* WHAT TO DO *
Pull out every line of the records below that contains the string "hand". Treat uppercase and lowercase as different, so a line matches only if the case is identical.

_____

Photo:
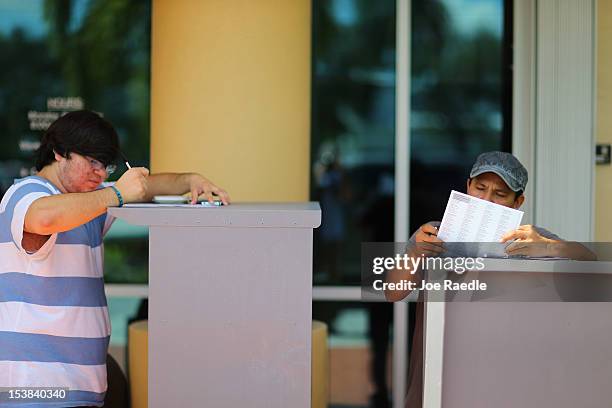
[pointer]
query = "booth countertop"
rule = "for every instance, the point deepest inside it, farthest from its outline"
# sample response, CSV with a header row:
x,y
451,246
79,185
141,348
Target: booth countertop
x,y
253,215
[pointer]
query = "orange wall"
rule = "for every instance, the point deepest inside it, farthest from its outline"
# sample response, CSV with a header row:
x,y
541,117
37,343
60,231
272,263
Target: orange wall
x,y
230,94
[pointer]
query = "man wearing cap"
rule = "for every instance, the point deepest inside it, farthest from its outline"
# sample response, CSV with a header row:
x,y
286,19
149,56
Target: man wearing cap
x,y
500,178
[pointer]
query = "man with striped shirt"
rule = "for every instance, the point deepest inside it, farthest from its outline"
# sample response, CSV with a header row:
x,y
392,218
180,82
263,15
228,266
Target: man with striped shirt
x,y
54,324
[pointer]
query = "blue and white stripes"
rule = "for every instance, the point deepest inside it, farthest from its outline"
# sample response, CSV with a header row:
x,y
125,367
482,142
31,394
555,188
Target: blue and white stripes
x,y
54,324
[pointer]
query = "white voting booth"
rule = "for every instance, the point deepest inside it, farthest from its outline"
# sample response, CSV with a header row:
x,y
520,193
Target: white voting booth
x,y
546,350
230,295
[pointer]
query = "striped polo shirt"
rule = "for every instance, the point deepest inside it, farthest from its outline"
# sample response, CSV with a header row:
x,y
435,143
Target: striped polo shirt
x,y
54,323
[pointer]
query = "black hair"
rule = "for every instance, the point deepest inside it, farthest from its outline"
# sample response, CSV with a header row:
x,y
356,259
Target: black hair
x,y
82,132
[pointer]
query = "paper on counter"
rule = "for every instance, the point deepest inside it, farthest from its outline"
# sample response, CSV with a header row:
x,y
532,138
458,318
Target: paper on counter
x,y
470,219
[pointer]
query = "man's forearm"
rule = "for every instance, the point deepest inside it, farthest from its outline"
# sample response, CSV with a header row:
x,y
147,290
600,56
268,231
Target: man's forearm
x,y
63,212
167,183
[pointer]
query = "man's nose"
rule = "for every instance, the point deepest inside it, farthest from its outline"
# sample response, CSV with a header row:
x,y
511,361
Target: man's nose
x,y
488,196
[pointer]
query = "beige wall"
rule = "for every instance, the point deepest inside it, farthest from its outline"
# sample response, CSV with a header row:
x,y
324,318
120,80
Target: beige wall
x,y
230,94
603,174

_____

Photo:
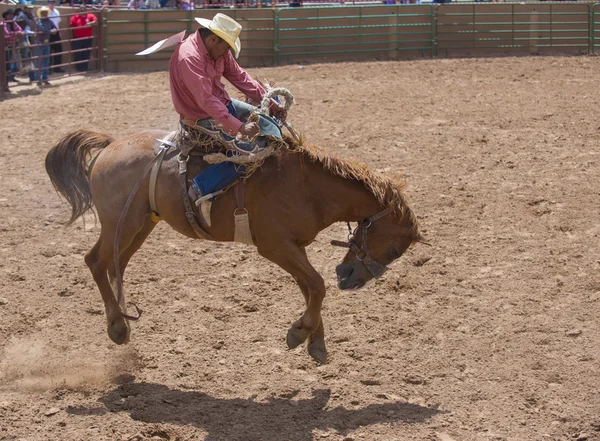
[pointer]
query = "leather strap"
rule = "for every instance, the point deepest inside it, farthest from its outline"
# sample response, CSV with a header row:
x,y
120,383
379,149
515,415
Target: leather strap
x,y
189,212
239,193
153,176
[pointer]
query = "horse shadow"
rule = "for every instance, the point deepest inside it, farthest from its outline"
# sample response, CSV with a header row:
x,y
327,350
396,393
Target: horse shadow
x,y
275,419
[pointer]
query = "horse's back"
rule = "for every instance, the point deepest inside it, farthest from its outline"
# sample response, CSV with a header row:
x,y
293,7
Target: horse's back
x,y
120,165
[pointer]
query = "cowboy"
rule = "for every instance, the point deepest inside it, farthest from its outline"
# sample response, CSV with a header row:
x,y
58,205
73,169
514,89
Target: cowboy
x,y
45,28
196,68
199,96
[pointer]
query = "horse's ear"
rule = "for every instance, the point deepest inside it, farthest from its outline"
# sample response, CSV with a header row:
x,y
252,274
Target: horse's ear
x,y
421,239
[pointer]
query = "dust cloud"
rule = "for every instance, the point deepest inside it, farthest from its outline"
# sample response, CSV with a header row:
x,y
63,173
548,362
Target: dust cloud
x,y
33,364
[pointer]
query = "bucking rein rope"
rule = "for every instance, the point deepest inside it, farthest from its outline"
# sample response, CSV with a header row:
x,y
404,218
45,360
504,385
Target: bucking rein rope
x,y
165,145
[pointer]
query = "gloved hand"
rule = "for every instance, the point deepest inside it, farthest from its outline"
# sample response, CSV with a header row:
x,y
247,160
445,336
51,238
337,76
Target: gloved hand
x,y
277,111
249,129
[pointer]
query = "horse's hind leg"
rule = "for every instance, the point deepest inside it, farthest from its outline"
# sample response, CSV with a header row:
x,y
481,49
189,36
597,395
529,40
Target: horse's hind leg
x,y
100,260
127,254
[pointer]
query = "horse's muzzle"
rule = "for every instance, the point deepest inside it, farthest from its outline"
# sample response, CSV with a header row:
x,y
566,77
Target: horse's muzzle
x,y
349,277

_____

* RESULT OF THE TASK *
query = "gloved hand"
Target: gloved hand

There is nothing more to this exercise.